● WORK INSTRUCTIONS: Everything from the line containing "of the fruit" down to the last line of the entries below must be transcribed exactly, and nothing else.

● RECORDS:
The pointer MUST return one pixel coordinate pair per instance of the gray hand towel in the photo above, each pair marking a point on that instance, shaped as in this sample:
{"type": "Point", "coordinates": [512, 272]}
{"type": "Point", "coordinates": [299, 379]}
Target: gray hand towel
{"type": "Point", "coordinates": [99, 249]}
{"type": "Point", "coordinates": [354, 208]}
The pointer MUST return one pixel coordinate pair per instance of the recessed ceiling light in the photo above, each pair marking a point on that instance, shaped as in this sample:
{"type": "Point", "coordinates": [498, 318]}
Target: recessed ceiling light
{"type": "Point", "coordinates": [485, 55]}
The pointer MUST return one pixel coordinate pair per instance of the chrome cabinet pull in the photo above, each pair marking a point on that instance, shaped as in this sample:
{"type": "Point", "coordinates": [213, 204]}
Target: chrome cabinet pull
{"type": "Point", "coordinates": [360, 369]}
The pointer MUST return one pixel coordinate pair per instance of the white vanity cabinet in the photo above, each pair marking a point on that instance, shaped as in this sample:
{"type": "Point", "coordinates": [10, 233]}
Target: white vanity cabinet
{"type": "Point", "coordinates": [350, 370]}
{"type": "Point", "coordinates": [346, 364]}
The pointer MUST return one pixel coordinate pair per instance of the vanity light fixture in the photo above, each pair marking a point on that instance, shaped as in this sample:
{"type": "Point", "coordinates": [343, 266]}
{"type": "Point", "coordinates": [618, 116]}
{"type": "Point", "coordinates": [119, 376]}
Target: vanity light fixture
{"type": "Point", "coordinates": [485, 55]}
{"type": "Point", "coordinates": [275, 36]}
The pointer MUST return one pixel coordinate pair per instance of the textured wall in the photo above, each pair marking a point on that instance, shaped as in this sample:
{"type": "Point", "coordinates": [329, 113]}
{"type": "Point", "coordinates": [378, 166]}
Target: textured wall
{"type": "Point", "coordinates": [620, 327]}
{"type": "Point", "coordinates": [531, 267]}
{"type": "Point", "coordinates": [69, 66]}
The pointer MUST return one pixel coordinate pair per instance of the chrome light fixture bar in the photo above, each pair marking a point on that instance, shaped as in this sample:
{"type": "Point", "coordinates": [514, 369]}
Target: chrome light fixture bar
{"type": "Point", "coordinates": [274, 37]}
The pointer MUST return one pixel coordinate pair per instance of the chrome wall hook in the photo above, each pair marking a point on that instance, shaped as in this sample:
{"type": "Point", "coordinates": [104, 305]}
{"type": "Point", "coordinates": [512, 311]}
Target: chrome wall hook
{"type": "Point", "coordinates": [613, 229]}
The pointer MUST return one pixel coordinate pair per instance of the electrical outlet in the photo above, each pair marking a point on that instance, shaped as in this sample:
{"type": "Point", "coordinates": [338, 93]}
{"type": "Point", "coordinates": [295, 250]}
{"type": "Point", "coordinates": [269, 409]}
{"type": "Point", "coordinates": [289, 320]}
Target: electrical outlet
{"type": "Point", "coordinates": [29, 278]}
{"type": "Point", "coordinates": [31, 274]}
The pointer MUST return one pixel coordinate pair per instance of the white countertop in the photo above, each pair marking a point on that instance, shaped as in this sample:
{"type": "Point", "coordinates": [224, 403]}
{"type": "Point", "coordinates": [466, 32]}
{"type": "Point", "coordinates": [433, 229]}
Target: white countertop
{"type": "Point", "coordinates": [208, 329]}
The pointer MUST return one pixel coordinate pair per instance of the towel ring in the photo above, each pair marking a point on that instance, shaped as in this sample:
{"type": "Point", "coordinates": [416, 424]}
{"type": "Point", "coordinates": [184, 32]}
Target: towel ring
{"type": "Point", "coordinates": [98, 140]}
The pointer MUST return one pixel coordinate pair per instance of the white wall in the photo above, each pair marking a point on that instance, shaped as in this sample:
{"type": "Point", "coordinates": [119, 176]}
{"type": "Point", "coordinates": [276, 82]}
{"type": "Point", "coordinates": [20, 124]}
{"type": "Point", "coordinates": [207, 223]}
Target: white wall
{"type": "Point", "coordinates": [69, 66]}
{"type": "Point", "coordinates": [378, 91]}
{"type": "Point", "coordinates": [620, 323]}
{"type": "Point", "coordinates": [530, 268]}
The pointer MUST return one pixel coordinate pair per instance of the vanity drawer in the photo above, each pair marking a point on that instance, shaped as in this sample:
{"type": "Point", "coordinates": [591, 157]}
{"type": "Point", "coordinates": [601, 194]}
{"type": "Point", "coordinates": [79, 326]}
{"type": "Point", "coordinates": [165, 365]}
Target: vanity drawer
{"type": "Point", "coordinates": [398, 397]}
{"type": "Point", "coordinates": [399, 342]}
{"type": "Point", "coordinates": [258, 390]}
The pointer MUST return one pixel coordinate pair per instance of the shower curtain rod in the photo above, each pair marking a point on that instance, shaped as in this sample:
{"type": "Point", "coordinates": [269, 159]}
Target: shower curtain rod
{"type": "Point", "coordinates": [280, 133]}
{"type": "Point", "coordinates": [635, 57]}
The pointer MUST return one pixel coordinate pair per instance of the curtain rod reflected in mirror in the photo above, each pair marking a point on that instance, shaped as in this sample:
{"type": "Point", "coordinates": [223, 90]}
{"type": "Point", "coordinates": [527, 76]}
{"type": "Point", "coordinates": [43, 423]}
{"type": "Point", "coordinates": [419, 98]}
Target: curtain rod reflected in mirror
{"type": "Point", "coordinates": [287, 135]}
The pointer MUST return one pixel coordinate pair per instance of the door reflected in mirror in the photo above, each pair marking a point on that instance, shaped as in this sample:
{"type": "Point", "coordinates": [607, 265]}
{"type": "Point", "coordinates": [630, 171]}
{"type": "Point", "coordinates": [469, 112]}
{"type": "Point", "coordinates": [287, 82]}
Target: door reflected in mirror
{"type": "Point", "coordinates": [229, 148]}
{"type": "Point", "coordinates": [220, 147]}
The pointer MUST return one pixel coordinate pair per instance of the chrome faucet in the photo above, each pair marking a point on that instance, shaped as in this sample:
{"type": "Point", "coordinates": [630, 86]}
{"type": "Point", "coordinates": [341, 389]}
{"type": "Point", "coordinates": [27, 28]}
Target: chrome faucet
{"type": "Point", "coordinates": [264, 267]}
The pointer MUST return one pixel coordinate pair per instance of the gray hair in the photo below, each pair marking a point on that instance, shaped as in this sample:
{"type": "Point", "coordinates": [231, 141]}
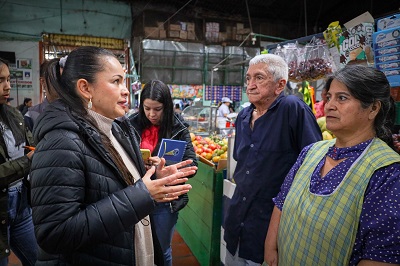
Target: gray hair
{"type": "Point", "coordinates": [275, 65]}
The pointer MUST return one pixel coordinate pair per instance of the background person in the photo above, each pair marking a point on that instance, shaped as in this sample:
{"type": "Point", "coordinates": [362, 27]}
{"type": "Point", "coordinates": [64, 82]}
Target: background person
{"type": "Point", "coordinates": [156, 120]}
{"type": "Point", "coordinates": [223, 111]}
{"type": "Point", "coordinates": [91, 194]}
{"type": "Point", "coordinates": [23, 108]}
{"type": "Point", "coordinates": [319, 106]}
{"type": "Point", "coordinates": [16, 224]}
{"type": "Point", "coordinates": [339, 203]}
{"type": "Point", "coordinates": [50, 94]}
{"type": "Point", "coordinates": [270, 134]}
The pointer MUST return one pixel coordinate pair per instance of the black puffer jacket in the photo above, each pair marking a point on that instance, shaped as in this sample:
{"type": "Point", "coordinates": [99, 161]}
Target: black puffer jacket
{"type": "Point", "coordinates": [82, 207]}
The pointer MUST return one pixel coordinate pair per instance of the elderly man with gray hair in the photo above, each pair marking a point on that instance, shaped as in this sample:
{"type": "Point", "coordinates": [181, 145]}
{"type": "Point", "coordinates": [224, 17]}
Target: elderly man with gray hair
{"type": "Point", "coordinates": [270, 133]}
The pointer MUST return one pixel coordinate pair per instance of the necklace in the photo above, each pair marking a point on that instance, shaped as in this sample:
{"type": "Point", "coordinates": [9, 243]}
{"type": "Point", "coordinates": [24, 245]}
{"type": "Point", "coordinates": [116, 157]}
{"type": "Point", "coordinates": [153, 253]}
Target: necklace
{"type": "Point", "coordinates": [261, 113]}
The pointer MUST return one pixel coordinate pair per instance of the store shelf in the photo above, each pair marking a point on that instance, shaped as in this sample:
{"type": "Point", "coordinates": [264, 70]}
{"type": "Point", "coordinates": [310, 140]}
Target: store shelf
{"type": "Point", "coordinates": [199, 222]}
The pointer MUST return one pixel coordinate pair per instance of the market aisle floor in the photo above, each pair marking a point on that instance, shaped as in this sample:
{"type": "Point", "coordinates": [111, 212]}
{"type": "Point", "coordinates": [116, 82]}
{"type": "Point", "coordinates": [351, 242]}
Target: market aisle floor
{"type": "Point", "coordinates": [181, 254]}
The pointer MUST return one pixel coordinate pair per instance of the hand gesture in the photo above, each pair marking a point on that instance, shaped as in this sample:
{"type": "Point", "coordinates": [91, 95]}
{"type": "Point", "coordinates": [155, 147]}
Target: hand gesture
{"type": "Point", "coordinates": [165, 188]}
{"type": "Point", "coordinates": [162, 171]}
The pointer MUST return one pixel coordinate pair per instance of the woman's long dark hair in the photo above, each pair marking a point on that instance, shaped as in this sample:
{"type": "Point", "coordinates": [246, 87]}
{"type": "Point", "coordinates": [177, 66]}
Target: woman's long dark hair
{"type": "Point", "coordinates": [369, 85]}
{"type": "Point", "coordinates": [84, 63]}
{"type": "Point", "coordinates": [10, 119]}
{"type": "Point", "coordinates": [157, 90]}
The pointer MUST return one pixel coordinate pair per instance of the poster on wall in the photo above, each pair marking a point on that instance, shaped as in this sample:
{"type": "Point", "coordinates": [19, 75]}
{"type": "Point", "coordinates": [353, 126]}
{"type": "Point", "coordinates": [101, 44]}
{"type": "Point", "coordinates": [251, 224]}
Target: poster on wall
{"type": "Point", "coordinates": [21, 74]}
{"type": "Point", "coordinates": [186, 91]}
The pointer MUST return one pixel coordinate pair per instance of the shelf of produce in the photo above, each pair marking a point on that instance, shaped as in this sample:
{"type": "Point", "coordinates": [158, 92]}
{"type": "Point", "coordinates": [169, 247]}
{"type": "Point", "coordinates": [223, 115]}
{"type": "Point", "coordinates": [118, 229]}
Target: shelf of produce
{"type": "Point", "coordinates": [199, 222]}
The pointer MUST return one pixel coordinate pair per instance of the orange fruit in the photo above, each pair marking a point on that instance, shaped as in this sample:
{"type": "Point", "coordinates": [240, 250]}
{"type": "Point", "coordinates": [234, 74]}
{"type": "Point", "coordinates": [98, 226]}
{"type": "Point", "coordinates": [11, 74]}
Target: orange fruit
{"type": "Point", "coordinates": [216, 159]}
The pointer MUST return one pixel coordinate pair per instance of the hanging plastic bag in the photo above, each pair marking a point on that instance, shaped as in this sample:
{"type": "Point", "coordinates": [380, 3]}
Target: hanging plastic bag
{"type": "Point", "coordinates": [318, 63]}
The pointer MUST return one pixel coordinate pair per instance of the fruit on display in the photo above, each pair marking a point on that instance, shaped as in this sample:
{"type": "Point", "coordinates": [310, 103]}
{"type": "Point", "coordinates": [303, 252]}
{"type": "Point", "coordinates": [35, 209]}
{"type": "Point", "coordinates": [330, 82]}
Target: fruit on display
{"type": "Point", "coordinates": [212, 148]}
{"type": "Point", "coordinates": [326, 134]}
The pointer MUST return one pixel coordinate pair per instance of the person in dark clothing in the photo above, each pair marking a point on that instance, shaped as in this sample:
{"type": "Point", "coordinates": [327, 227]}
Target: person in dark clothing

● RESPONSE TO THIS EXERCISE:
The pointer MUST return one pixel coordinate pair per instance of the fruit on display in the photo above, each pair marking a point on that instance, shaped as in this sample:
{"type": "Point", "coordinates": [310, 103]}
{"type": "Point", "coordinates": [303, 252]}
{"type": "Point", "coordinates": [35, 209]}
{"type": "Point", "coordinates": [330, 82]}
Target: fruit on display
{"type": "Point", "coordinates": [212, 148]}
{"type": "Point", "coordinates": [326, 134]}
The pointer MUST return one pixel coordinate pair per instance of the person in dark clothing in the photo above, each pair marking a point on that instance, shaped as in this sample:
{"type": "Point", "coordinates": [327, 227]}
Target: person in dark clothing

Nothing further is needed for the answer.